EXERCISE DETAILS
Rewrite the stretch of the listing from the line containing "[locate] the snow-covered" through the end of the listing as a numbered list, skipping blank lines and leaving out the pictures.

MATERIALS PROVIDED
______

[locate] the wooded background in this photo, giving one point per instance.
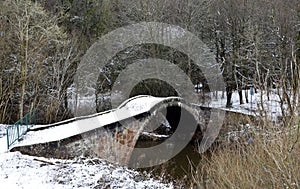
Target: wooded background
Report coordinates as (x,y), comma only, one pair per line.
(255,43)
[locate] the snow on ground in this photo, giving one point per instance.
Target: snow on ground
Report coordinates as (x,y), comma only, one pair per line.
(129,108)
(22,171)
(271,104)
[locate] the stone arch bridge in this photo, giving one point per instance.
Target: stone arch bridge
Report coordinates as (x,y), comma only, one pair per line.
(112,135)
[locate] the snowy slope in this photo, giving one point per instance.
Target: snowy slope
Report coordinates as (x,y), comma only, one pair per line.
(21,171)
(129,108)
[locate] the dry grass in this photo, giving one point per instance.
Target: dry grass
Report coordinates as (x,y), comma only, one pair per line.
(271,161)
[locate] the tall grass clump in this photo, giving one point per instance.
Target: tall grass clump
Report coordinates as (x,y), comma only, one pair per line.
(270,160)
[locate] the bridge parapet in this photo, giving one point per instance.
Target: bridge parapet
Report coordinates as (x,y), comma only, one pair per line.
(116,141)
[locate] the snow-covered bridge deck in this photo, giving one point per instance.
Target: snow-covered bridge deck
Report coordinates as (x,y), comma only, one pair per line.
(132,107)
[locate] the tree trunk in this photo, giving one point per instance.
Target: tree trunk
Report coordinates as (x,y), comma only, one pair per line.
(229,96)
(241,96)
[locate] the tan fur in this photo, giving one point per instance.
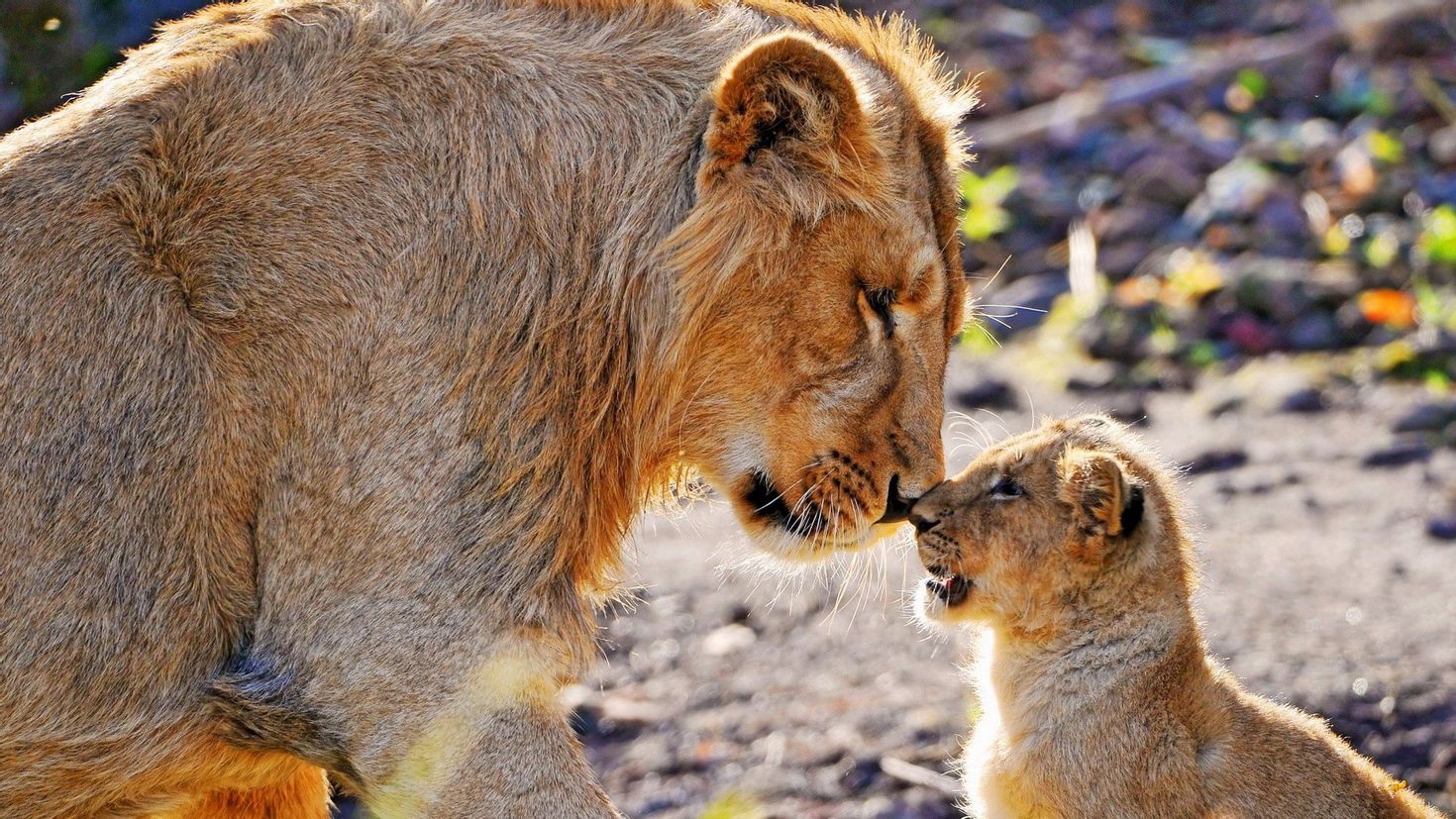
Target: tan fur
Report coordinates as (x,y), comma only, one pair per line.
(1096,692)
(343,341)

______

REPLY TO THE TASK
1. [locate] the snow-covered bridge deck in this photo, giving one point per instance.
2. Target: snow-covered bridge deck
3. Report coordinates as (x,y), comma only, one pair per line.
4. (132,107)
5. [locate] the tree trunk in this photo, giving one point per instance.
6. Target: tree trunk
7. Report coordinates as (x,y), comma only, one pair per line.
8. (229,96)
9. (241,96)
10. [locate] the tan fur in this photo, giving one point per instance.
11. Target: tan fur
12. Report coordinates as (x,y), comma only, one pair per line.
13. (1096,692)
14. (343,341)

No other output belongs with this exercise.